- _INSTRUCTION_
Turn everything in the entries below, from the line containing "Pinpoint each instance of black pendant" down to the line containing "[259,158,273,186]", into a Markdown table with the columns Row and Line. Number each line in order and leave out any blank lines.

- _EXERCISE MATERIAL_

= = = = =

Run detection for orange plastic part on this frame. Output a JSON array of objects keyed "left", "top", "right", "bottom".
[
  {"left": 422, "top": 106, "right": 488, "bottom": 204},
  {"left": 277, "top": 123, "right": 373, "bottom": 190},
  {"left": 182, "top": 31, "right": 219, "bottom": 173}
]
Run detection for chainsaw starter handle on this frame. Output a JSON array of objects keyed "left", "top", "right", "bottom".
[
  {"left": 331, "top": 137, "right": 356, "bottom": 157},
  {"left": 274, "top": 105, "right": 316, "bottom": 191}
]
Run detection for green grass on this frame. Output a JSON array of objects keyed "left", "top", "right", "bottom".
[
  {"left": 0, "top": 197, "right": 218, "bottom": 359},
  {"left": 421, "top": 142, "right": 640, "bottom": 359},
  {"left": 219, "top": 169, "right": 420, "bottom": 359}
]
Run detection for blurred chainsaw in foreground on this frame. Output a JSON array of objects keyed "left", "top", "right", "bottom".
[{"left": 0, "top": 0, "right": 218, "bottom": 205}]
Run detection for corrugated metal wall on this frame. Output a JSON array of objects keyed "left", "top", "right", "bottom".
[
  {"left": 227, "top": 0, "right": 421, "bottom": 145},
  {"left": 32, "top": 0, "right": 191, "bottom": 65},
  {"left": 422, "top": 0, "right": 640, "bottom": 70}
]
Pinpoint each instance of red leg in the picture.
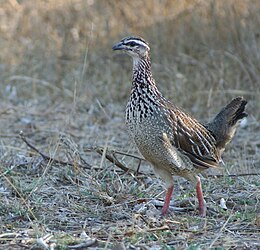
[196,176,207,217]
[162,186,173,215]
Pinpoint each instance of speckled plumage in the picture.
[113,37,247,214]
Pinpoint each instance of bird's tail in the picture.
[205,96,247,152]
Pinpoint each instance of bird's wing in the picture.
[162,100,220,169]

= = = = =

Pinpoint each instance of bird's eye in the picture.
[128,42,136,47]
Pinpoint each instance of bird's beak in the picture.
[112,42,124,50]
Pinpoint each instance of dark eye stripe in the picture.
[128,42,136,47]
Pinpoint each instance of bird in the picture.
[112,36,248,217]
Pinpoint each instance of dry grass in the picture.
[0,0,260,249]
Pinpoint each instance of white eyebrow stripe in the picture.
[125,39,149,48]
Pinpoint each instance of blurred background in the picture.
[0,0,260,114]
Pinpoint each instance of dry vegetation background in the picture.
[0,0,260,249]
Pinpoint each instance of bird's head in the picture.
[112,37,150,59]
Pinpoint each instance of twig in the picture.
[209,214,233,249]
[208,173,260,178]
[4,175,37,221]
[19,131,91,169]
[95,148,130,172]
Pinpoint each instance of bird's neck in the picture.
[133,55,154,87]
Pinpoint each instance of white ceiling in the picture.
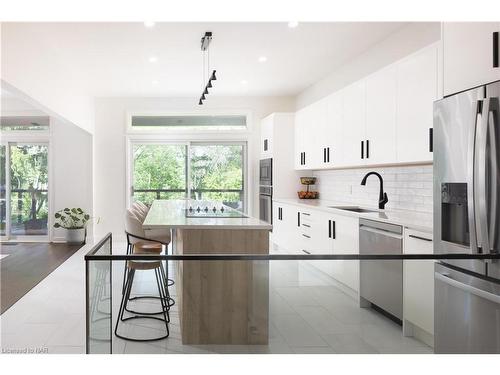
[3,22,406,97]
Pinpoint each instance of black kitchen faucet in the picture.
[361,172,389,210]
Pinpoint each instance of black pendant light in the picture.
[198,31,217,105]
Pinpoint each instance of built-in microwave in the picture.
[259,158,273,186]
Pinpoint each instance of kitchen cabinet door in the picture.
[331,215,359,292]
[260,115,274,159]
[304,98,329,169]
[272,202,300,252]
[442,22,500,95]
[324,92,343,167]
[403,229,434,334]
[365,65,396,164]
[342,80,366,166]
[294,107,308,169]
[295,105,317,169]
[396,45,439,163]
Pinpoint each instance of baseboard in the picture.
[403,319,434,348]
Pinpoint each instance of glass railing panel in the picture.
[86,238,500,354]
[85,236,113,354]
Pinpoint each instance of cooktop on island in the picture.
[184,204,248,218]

= = = = =

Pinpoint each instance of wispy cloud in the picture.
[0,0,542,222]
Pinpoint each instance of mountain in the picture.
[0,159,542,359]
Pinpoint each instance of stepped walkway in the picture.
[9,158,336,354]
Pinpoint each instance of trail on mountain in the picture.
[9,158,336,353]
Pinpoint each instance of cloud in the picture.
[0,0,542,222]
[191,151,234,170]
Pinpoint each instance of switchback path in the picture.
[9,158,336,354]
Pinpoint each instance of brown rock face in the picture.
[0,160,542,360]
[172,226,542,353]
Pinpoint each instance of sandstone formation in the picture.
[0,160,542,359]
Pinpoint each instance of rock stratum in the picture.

= = = = =

- _ANSWER IN FULL_
| Row | Line |
|---|---|
| 1 | Pinpoint each instance of black pendant light in the picture. |
| 2 | [198,31,217,105] |
| 3 | Pinpoint each instance of built-in microwave in the picture. |
| 4 | [259,158,273,186] |